Épisode 1 : Le capitalisme de surveillance
En fouillant dans mon smartphone et dans mon ordinateur, je me suis aperçu que des pisteurs récoltent mes données personnelles en permanence. Derrière les grandes entreprises que l’on connait bien tel Google, Facebook ou Amazon, se cachent tout un écosystème obscur qui fait commerce de mes données personnelles. La plupart du temps, celles-ci sont utilisées pour me proposer de la publicité la plus ciblée possible et en déduisent mes comportements, mes envies et mes humeurs. Mais elles alimentent aussi des algorithmes de prédictions dont le rôle est de me faire consommer toujours plus et toujours plus longtemps de contenu, comme par exemple des vidéos You Tube. Et, quand la régulation n’est pas à la hauteur, elles peuvent même devenir des armes politiques dans le but d’influencer des élections. Ce système a un nom : le capitalisme de surveillance et, je dois l’avouer, il me fait un peu peur…
Avec : Esther, consultante en cybersécurité, membre fondatrice de l’association Exodus Privacy ; Gonzague de la Tournelle, Directeur général de Madverstise ; Christophe Masutti, philosophe et historien des sciences auteur de Affaires privées. Aux sources du capitalisme de surveillance ; Guillaume Chaslot, ingénieur, président d’Algotransparency ; Armand Heslot, chef du service de l’expertise technologique de la CNIL ; Laurent Frisch, directeur du numérique à Radio France.
Épisode 2 : Géopolitique de la surveillance numérique
Depuis l’affaire Snowden, il est devenu clair que les services de renseignement surveillent les infrastructures numériques. Les câbles et les data center par lesquels transitent nos données numériques sont devenus des enjeux géostratégiques majeurs. Mais je me demande ce que peuvent vraiment les services de renseignement. Enregistrent-ils vraiment tout ce que je tape sur mon clavier et tout ce que le micro de mon téléphone capte ? Ce qui est certain est que le cyberespionnage explose et les enjeux de puissance qui l’entourent sont de plus en plus importants. Et malheureusement cette militarisation du cyberespace porte préjudice aux simples utilisateurs d’Internet. Alors, qui m’espionne ?

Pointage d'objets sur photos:
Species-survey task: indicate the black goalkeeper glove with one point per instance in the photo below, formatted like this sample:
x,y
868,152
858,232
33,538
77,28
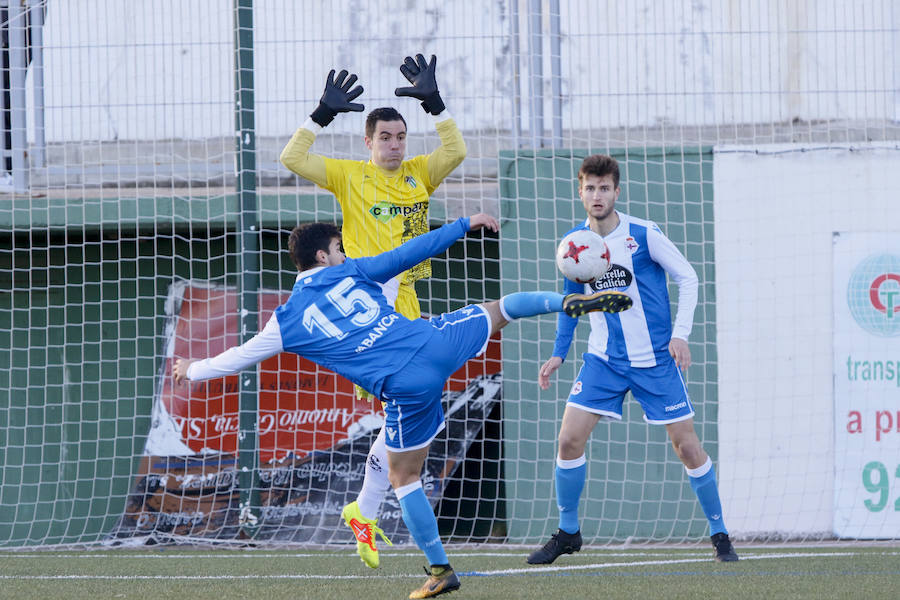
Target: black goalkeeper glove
x,y
337,97
424,87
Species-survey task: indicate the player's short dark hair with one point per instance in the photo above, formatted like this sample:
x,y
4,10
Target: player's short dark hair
x,y
599,165
309,238
385,113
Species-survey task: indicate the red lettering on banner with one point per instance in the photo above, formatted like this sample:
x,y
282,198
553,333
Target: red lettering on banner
x,y
884,423
854,422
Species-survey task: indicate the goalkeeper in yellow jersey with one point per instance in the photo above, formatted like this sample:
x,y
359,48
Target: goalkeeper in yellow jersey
x,y
384,202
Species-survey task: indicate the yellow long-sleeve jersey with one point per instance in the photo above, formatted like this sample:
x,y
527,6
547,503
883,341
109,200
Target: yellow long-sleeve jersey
x,y
381,209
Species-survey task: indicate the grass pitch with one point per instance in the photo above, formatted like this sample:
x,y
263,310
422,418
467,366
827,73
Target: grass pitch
x,y
788,571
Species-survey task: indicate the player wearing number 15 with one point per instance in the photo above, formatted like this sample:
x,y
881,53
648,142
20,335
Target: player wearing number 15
x,y
384,202
338,316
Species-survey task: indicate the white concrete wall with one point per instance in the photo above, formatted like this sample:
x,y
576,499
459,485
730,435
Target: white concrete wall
x,y
163,69
775,210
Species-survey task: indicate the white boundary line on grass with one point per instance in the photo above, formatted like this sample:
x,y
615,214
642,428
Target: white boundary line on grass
x,y
501,572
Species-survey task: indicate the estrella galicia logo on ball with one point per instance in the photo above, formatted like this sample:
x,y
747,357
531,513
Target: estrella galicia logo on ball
x,y
873,294
616,278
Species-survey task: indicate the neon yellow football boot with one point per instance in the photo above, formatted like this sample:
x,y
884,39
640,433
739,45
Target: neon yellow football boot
x,y
364,530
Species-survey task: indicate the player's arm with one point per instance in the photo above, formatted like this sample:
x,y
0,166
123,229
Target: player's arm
x,y
421,75
449,154
393,262
664,252
258,348
337,98
565,330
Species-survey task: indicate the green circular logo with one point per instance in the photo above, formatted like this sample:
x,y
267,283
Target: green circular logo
x,y
873,295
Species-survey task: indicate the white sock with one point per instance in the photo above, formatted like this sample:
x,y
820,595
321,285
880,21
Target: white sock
x,y
375,483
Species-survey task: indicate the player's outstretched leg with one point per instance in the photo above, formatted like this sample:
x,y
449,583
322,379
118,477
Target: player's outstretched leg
x,y
576,305
361,515
529,304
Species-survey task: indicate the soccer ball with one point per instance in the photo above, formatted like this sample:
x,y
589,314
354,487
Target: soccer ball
x,y
582,256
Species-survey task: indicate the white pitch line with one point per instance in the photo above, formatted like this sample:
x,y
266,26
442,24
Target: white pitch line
x,y
532,570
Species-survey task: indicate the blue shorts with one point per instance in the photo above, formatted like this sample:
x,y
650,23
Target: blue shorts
x,y
600,389
412,397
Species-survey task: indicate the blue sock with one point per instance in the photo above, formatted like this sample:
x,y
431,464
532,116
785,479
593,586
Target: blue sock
x,y
703,481
570,475
419,518
528,304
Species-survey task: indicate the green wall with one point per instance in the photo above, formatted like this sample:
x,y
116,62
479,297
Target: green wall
x,y
83,285
636,486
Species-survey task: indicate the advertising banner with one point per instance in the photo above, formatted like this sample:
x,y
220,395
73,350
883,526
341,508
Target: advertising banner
x,y
867,385
314,436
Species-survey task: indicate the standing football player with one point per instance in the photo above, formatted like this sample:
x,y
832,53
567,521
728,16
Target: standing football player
x,y
638,350
338,316
384,202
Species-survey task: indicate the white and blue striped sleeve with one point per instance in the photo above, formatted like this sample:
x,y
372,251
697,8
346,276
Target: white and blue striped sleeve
x,y
664,252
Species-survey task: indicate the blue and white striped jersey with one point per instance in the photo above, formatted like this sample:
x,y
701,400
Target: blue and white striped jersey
x,y
640,257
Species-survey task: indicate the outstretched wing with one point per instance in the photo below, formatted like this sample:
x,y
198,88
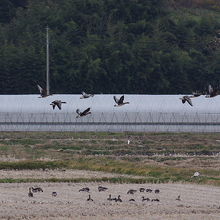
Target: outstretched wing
x,y
189,101
121,100
116,100
210,89
59,105
40,89
86,111
78,111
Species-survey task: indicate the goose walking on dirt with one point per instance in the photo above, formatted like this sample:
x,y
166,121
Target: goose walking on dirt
x,y
85,95
57,103
90,199
120,101
30,193
84,113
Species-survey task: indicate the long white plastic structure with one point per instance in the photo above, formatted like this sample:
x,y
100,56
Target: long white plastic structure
x,y
145,113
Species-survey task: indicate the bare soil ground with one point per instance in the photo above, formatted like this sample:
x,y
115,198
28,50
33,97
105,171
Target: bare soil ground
x,y
196,202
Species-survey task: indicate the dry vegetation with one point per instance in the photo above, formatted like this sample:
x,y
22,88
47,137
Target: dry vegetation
x,y
153,157
67,161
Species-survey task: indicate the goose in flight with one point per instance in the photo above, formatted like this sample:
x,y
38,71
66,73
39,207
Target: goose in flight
x,y
85,95
84,113
187,98
43,92
212,92
57,103
120,101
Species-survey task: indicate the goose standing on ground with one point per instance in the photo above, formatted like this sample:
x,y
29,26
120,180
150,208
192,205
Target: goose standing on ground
x,y
54,194
102,188
145,199
43,92
37,189
57,103
118,199
85,95
178,198
84,113
212,92
120,101
131,191
90,199
187,98
109,197
30,193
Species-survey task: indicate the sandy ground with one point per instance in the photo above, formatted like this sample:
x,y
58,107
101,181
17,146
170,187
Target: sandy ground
x,y
197,202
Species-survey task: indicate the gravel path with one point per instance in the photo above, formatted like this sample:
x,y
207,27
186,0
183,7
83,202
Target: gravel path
x,y
196,202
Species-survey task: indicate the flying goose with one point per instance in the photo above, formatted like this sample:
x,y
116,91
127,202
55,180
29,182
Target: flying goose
x,y
57,103
109,197
54,194
178,198
120,101
155,200
85,95
43,92
145,199
118,199
84,113
142,189
187,98
212,92
149,190
86,189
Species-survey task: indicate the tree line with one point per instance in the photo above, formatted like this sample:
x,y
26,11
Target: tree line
x,y
108,46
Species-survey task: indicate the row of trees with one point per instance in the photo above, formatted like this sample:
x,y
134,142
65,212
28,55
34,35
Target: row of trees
x,y
107,46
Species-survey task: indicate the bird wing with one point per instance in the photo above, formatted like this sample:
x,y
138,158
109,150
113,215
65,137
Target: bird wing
x,y
121,100
86,111
78,111
210,89
189,101
40,88
116,100
59,105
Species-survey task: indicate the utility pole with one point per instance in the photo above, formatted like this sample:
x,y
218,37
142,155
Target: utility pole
x,y
48,71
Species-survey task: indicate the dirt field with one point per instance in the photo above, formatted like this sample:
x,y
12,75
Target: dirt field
x,y
196,202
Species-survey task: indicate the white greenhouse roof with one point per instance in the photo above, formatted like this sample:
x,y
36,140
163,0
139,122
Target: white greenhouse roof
x,y
105,103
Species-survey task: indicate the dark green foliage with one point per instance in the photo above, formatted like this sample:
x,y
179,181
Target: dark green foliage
x,y
107,46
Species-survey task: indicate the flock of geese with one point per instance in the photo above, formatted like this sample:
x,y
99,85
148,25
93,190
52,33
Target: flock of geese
x,y
118,198
212,92
58,103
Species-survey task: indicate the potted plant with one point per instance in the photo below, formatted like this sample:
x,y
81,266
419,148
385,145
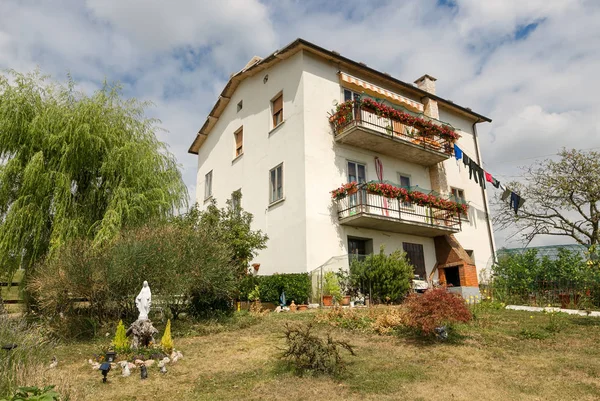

### Actions à mener
1. D'après le texte sur la surveillance numérique, depuis quelle affaire est-il devenu clair que les services de renseignement surveillent les infrastructures numériques ?
2. Renvoyez tel quel le passage du texte sur la surveillance numérique qui commence aux mots « Épisode 2 : Géopolitique » et s'arrête après les mots « qui m’espionne ? ».
Les entrées n'ont aucun lien avec le texte.

### Corrigé
1. Depuis l'affaire Snowden.

2.
Épisode 2 : Géopolitique de la surveillance numérique
Depuis l’affaire Snowden, il est devenu clair que les services de renseignement surveillent les infrastructures numériques. Les câbles et les data center par lesquels transitent nos données numériques sont devenus des enjeux géostratégiques majeurs. Mais je me demande ce que peuvent vraiment les services de renseignement. Enregistrent-ils vraiment tout ce que je tape sur mon clavier et tout ce que le micro de mon téléphone capte ? Ce qui est certain est que le cyberespionnage explose et les enjeux de puissance qui l’entourent sont de plus en plus importants. Et malheureusement cette militarisation du cyberespace porte préjudice aux simples utilisateurs d’Internet. Alors, qui m’espionne ?